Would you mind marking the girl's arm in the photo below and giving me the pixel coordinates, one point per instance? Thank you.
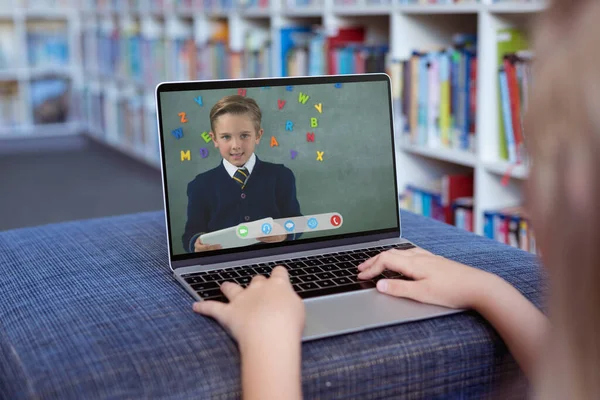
(267, 320)
(447, 283)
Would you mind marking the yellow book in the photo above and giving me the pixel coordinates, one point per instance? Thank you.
(445, 98)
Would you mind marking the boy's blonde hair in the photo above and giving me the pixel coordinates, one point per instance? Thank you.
(236, 105)
(562, 131)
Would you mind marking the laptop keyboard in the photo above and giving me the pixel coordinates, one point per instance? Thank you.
(312, 276)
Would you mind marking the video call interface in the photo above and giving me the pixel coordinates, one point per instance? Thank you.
(258, 166)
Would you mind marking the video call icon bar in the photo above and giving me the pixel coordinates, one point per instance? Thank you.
(288, 226)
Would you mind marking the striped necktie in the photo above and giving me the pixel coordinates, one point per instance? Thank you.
(241, 176)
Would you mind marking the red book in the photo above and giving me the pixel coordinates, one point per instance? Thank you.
(453, 187)
(473, 95)
(515, 104)
(344, 37)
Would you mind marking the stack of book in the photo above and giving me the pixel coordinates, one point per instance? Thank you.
(47, 44)
(437, 199)
(514, 80)
(436, 92)
(307, 51)
(10, 115)
(510, 226)
(50, 100)
(7, 46)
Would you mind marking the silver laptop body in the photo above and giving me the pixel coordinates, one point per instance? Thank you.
(327, 314)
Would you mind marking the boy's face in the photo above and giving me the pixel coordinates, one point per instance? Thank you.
(235, 137)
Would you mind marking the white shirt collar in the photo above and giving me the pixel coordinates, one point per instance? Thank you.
(232, 168)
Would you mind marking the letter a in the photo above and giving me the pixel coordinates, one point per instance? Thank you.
(303, 98)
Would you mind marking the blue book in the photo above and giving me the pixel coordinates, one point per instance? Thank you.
(455, 94)
(423, 100)
(488, 224)
(426, 198)
(290, 38)
(507, 117)
(466, 92)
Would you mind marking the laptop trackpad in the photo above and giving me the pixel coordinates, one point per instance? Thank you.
(356, 311)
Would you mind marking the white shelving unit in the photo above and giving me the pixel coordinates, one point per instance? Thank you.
(19, 14)
(405, 27)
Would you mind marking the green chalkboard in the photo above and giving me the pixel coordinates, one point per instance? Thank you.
(355, 178)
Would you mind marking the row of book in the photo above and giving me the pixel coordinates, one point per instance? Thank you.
(149, 53)
(10, 104)
(514, 83)
(438, 199)
(450, 200)
(8, 54)
(50, 98)
(305, 50)
(439, 1)
(158, 5)
(437, 92)
(48, 43)
(123, 119)
(510, 226)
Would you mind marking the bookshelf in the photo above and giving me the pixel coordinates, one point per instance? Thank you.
(36, 85)
(113, 90)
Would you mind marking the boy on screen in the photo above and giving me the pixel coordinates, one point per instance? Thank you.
(241, 188)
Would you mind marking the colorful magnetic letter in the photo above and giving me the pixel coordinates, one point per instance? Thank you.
(206, 137)
(178, 133)
(303, 98)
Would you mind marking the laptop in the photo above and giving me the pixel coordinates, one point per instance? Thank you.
(322, 176)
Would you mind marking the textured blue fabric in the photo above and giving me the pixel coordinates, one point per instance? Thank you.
(90, 310)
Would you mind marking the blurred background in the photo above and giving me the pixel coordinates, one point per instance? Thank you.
(78, 132)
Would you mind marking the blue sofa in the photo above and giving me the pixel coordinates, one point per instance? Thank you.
(90, 310)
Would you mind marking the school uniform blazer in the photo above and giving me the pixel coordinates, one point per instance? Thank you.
(216, 201)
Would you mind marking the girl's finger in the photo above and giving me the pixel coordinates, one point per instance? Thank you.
(230, 290)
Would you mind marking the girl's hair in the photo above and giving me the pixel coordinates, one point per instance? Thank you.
(236, 105)
(562, 131)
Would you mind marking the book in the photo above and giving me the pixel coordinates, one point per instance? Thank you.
(10, 104)
(292, 38)
(509, 40)
(344, 37)
(50, 100)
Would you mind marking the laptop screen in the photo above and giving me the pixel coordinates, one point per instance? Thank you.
(258, 164)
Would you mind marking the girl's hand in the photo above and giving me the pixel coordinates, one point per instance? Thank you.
(437, 280)
(268, 309)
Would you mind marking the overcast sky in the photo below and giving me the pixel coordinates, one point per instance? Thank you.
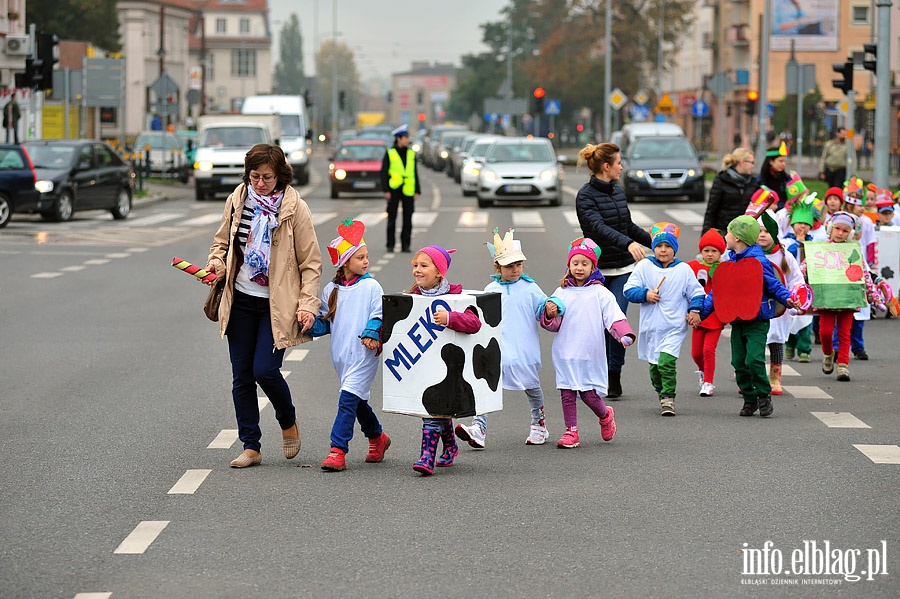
(387, 36)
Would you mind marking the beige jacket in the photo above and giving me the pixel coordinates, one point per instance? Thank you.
(295, 264)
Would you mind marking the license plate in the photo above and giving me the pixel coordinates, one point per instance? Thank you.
(518, 188)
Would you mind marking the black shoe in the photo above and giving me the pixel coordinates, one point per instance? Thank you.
(615, 385)
(765, 406)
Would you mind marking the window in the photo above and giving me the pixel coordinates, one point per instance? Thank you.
(859, 15)
(243, 63)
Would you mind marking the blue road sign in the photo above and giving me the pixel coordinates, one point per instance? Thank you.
(699, 109)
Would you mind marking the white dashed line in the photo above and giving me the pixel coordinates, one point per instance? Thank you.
(881, 454)
(189, 482)
(141, 537)
(840, 420)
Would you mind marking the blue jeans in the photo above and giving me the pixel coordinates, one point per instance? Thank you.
(254, 359)
(350, 409)
(615, 352)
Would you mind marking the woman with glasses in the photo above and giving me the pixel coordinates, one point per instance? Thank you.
(266, 248)
(731, 190)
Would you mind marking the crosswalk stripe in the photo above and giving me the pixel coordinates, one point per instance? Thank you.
(881, 454)
(840, 420)
(189, 482)
(140, 538)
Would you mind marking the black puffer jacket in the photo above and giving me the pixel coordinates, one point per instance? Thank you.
(728, 198)
(604, 217)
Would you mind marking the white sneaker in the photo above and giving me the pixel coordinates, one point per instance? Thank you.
(538, 435)
(473, 435)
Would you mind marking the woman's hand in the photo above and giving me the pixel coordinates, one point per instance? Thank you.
(637, 251)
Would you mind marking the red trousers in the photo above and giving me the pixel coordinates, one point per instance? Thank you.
(844, 320)
(703, 351)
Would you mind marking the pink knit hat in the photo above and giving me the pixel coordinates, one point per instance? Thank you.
(439, 256)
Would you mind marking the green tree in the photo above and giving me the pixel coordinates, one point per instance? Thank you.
(289, 77)
(94, 21)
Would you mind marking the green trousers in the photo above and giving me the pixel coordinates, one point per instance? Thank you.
(748, 357)
(664, 375)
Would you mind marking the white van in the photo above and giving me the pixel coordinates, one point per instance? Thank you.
(295, 131)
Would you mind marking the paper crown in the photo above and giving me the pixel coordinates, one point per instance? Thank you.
(760, 201)
(507, 250)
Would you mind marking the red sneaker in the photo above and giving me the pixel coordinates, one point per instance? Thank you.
(377, 447)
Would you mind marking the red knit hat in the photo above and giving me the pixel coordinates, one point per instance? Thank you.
(712, 238)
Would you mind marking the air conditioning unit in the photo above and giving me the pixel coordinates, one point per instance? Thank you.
(16, 46)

##########

▸ What you will do:
Copy out all the records again, swapping "pixel coordinates" for "x and y coordinates" wherever it appears and keeping everything else the same. Leave the pictures out.

▸ Output of the exercise:
Would you mind marking the girl's arm in the photo below and giving me the x and y coordinates, one point per instance? Thank you.
(267, 320)
(447, 283)
Would you mind marking the yellow book in the photo above and giving me the x and y coordinates, one point per instance? Thank you.
(445, 98)
Would you mind marking the boy's blonde hair in the photo above and giving me the x and y coordinates, one point per instance? Thank you.
(236, 105)
(562, 131)
Would you mind marking the laptop keyboard in the photo above and giving me the x and y coordinates, one point per instance? Thank you.
(312, 276)
Would you mind marking the video call interface in the photo above and giving me the x and y coordinates, one point per instance? Thank you.
(258, 166)
Would you mind marking the video call icon bar in the photo above and giving me the x and y coordinates, one point per instance? Thank you.
(288, 226)
Would you mind marking the striped necktie in the photo above and giving me the x and y coordinates, one point per instance? Thank you.
(241, 176)
Would you mind marking the red book in the photo above and giving me the x and y coordinates, one point per instance? Thank you.
(453, 187)
(473, 95)
(515, 104)
(344, 37)
Would you mind marking the stack of book in the photo above and giving me the x and y coordinates, one point per instance? Thank you.
(47, 44)
(437, 199)
(514, 80)
(436, 92)
(307, 51)
(10, 115)
(510, 226)
(50, 100)
(7, 46)
Would you mind marking the silver laptop body in the photo above and giving me the x and y coordinates, one point per instance? Thank you.
(327, 314)
Would you mind marking the boy's face in the photo above and giving me the x and y coordinates, one point per instance? Thank you.
(235, 137)
Would you mind marking the white shirt collar in the photo above and giving me the x and y coordinates, one point per instance? Thank you.
(232, 168)
Would you mind marking the letter a in the photo above and giving me the x and y coordinates, one point per instance? Thank you.
(303, 98)
Would you mind marking the blue book in the photo above and giving me the x and y coordinates, one point per instance? Thank you.
(455, 94)
(423, 100)
(488, 224)
(426, 198)
(290, 38)
(507, 117)
(466, 92)
Would you mind marking the laptop trackpad in the photo above and giving me the x and y coordinates, one point per instance? Thank you.
(356, 311)
Would you mind marking the white shelving unit in the photo above and giving me the x and y coordinates, one point per instance? Thank you.
(19, 14)
(405, 27)
Would you mind marking the green chalkboard in the photo above and giving me the x and y coordinates, one point per instance? Thank you.
(355, 178)
Would you mind marking the row of book in the photo above and giving me the x and y coordinates, one point per instance? Thank you.
(149, 53)
(10, 104)
(514, 83)
(438, 199)
(450, 200)
(8, 54)
(50, 98)
(305, 50)
(439, 1)
(158, 5)
(437, 92)
(48, 43)
(123, 119)
(510, 226)
Would you mind marking the bookshelf in the photo above and giving me the x and y coordinates, one point per instance? Thank you.
(36, 85)
(113, 90)
Would you mind marking the boy on screen in the photo above and giving me the x and y coordinates, one point per instance? Thank you.
(241, 188)
Would you mind marking the colorful magnetic letter in the photo above and giving me the x and y coordinates, one point per instance? Thank you.
(206, 137)
(178, 133)
(303, 98)
Would you mind marking the laptop in the photo above and giving me the x and y coordinates, one point per instance? Thank you.
(322, 176)
Would you mind marking the textured blue fabric in the photo above and giving me the x and y coordinates, one point per instance? Thank you.
(90, 310)
Would you mind marking the blurred background in the photo above and giving me the x and y coordinates, one point per instance? Thank you.
(78, 132)
Would you mind marking the blue sofa in the photo above and giving me the x and y coordinates, one point per instance? Thank you.
(90, 310)
Would you mind marking the school uniform blazer in the photo above and giving me the x and y coordinates, one point per instance? Thank you.
(216, 201)
Would you mind marking the girl's finger in the photo above and giving me the x and y coordinates, one point per instance? Thank you.
(230, 290)
Would you mind marking the girl's hair in the photo above and giving me the x and y coordinates, one point per instance? Thank you.
(236, 105)
(562, 131)
Would you mind marking the book in the photo above and giving me the x and y coordinates, one point per instance? Thank you.
(10, 104)
(292, 38)
(509, 40)
(344, 37)
(50, 100)
Would you mind marking the laptop screen in the photo above and giving me the x and y coordinates, one point per instance? Thank you.
(258, 164)
Would you mind marking the girl's hand in the photo above and giving me the x and y coordinates, one point per instance? Thank you.
(437, 280)
(268, 309)
Would you mind marking the overcast sky in the photo below and giving me the x and y coordinates, one point per instance? Thank you.
(387, 36)
Would you mind marking the beige jacket in the photo above and giving me the x and y coordinates, one point per instance? Thank you.
(295, 264)
Would you mind marking the license plate in the photo above and giving me the x and y coordinates, one point per instance? Thank you.
(518, 188)
Would you mind marking the black shoe in the photo above and giving me the x and y coordinates, one point per instance? Thank you.
(615, 385)
(765, 406)
Would you mind marking the window in the photo above and giving me the x and y coordinates, one point per instance? Thank you.
(859, 15)
(243, 63)
Would you mind marking the blue road sign in the photo above and giving me the x and y coordinates, one point per instance? Thank you.
(699, 109)
Would you mind marking the white dashed line in the photo above and giving me the x and y coordinates, one point per instance? Thank you.
(881, 454)
(189, 482)
(141, 537)
(840, 420)
Would you mind marking the blue jeans in the photo above and giving me the x and y coordinates, one point per instance? Thank you.
(254, 359)
(350, 409)
(615, 352)
Would you mind marking the woman with glasses in the photo above and giving me the x and y coordinates, one point per instance? Thank you.
(266, 248)
(731, 190)
Would you mind marking the crosswalk stripe in the photo above and giving me the x and y coordinates, one point per instance? Thank you.
(881, 454)
(840, 420)
(189, 482)
(140, 538)
Would you mind marking the black puffer jacket in the photo above and giving me the x and y coordinates, one point per instance? Thank you.
(728, 198)
(604, 217)
Would you mind marking the white sneaker in the photo above and giving me the x and y coordinates, one point per instance? Thank you.
(538, 435)
(473, 435)
Would you mind marking the woman's hand in the photo above and giving me the x and y coordinates, one point per instance? Thank you.
(637, 251)
Would you mind marking the red trousers in the photo above and giving me the x and y coordinates, one point per instance? Thank you.
(844, 320)
(703, 351)
Would you mind marking the pink knit hat in the photo above and giving me the x and y coordinates, one point per instance? Thank you.
(439, 256)
Would you mind marking the green tree in the photo above and giving me the x and y coordinates, one point per instance? Thank you.
(289, 77)
(94, 21)
Would you mind marking the green trousers in the photo above and giving me the x and y coordinates, one point per instance? Thank you.
(748, 357)
(664, 375)
Would you mind marking the white van in the photo above and giving me the x and y coordinates, one point per instance? Thank you.
(295, 131)
Would you mind marking the paper crown in the photo above and giving me the x and y coordinates, one point per instance? Thank you.
(760, 201)
(507, 250)
Would you mind marking the red sneaker in the photo above and giving me the x and y coordinates, one point per instance? Thank you.
(377, 447)
Would you mind marking the red knit hat in the photo above and giving me the x and y coordinates, one point per instance? Thank you.
(712, 238)
Would you mind marking the air conditioning unit in the photo above and giving me the x and y coordinates, one point per instance? Thank you.
(16, 46)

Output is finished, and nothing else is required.